» Entries from a data source
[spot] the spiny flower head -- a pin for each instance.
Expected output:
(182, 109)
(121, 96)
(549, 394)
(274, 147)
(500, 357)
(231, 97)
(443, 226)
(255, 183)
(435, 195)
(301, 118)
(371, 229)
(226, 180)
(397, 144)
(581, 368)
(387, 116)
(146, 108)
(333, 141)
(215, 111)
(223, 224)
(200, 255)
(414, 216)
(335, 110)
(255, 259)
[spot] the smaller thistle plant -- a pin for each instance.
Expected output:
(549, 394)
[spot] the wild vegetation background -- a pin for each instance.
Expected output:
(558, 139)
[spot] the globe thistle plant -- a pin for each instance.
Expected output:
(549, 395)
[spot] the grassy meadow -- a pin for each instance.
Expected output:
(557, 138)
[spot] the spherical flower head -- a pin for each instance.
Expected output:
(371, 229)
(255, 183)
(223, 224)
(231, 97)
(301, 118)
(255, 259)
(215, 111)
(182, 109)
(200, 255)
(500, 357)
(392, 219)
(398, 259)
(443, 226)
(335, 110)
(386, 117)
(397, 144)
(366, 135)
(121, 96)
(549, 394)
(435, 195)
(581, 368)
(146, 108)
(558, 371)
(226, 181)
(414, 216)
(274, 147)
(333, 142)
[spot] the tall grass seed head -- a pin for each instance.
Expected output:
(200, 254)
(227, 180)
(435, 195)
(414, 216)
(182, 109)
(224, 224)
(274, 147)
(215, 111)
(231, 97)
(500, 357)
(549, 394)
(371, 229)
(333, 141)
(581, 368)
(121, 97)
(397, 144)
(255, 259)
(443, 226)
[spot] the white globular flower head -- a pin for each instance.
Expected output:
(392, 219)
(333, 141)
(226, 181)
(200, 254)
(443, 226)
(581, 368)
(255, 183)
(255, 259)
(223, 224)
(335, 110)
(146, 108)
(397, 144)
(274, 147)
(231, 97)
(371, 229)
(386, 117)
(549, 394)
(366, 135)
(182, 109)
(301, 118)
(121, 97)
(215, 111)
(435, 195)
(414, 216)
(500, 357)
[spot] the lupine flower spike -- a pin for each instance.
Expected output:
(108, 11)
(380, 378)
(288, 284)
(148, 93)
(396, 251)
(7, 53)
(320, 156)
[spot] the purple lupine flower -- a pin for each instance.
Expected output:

» Direction
Recast only the lines from the one containing "[spot] the globe" through the end of the entries as a numbered list, leaving out any blank lines.

» Task answer
1. [spot] the globe thistle plant -- a pin for each instance.
2. Expected output:
3. (549, 395)
4. [spot] the grassy meadow -- a pin for each instance.
5. Expected output:
6. (557, 138)
7. [spot] the spherical flower head -- a pin for each instance.
8. Expected output:
9. (371, 229)
10. (255, 183)
11. (223, 224)
12. (231, 97)
13. (301, 118)
14. (255, 259)
15. (215, 111)
16. (182, 109)
17. (200, 255)
18. (500, 357)
19. (392, 219)
20. (398, 259)
21. (443, 226)
22. (335, 110)
23. (386, 117)
24. (397, 144)
25. (366, 135)
26. (121, 96)
27. (549, 394)
28. (435, 195)
29. (581, 368)
30. (146, 108)
31. (558, 371)
32. (226, 181)
33. (414, 216)
34. (274, 147)
35. (333, 142)
36. [spot] the tall grass seed head -- a pin for each instance.
37. Expected output:
38. (200, 254)
39. (227, 180)
40. (435, 195)
41. (414, 216)
42. (182, 109)
43. (224, 224)
44. (274, 147)
45. (215, 111)
46. (231, 97)
47. (500, 357)
48. (549, 394)
49. (371, 229)
50. (333, 141)
51. (581, 368)
52. (121, 97)
53. (397, 144)
54. (255, 259)
55. (443, 226)
56. [spot] the white globular flower head -- a pin for each instance.
57. Expected output:
58. (392, 219)
59. (333, 141)
60. (226, 181)
61. (200, 254)
62. (443, 226)
63. (581, 368)
64. (255, 183)
65. (255, 259)
66. (223, 224)
67. (335, 110)
68. (146, 108)
69. (397, 144)
70. (274, 147)
71. (231, 97)
72. (371, 229)
73. (386, 117)
74. (549, 394)
75. (366, 135)
76. (182, 109)
77. (301, 118)
78. (121, 97)
79. (215, 111)
80. (435, 195)
81. (414, 216)
82. (500, 357)
83. [spot] the lupine flower spike -- a pin for each instance.
84. Expected output:
85. (108, 11)
86. (380, 378)
87. (288, 284)
88. (148, 93)
89. (396, 251)
90. (7, 53)
91. (320, 156)
92. [spot] the purple lupine flower -- a pin for each instance.
93. Expected output:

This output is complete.